WHAT YOU ARE ASKED TO DO — Rewrite the part of the material that opens with the line containing "TARGET = tree trunk" and runs to the end of the material, both ends included. Keep every line, requests included, but multiply each coordinate in the answers by 1.2 and round it to a whole number, with halves rounded up.

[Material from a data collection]
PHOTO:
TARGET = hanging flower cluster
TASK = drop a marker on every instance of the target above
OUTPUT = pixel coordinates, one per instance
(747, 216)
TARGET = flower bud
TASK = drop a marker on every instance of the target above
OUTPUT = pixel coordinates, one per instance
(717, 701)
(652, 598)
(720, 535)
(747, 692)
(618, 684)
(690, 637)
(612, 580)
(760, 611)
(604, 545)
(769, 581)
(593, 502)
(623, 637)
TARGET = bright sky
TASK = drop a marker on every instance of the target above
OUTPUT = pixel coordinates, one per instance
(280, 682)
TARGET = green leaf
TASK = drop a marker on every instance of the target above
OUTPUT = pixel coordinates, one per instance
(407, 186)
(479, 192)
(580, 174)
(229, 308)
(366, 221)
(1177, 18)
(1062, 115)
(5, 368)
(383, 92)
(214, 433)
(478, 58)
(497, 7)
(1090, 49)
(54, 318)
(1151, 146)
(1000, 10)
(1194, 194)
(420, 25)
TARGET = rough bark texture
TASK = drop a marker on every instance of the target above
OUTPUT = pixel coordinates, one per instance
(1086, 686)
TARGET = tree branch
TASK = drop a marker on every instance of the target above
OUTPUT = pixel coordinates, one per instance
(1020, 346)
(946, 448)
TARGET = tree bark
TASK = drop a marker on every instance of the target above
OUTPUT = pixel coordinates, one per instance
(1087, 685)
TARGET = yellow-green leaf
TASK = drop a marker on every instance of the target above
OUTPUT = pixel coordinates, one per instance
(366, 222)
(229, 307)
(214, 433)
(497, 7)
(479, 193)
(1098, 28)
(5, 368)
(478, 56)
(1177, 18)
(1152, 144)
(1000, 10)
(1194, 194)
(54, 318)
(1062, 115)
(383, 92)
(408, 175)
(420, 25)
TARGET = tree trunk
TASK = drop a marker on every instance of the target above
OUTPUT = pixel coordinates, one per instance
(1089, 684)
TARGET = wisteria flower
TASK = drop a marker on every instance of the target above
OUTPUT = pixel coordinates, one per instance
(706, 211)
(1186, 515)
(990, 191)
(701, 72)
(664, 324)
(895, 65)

ANSWER TO THIS TASK —
TARGET = tree trunk
TASK = drop a marker on every instance of the target above
OUTPUT = pixel coordinates, one per instance
(1307, 821)
TARGET = wisteria flower
TASK = drop a marker on every instance of the target above
OUTPUT = pixel coordinates, one per instance
(847, 253)
(1423, 618)
(1188, 229)
(841, 86)
(797, 389)
(1074, 78)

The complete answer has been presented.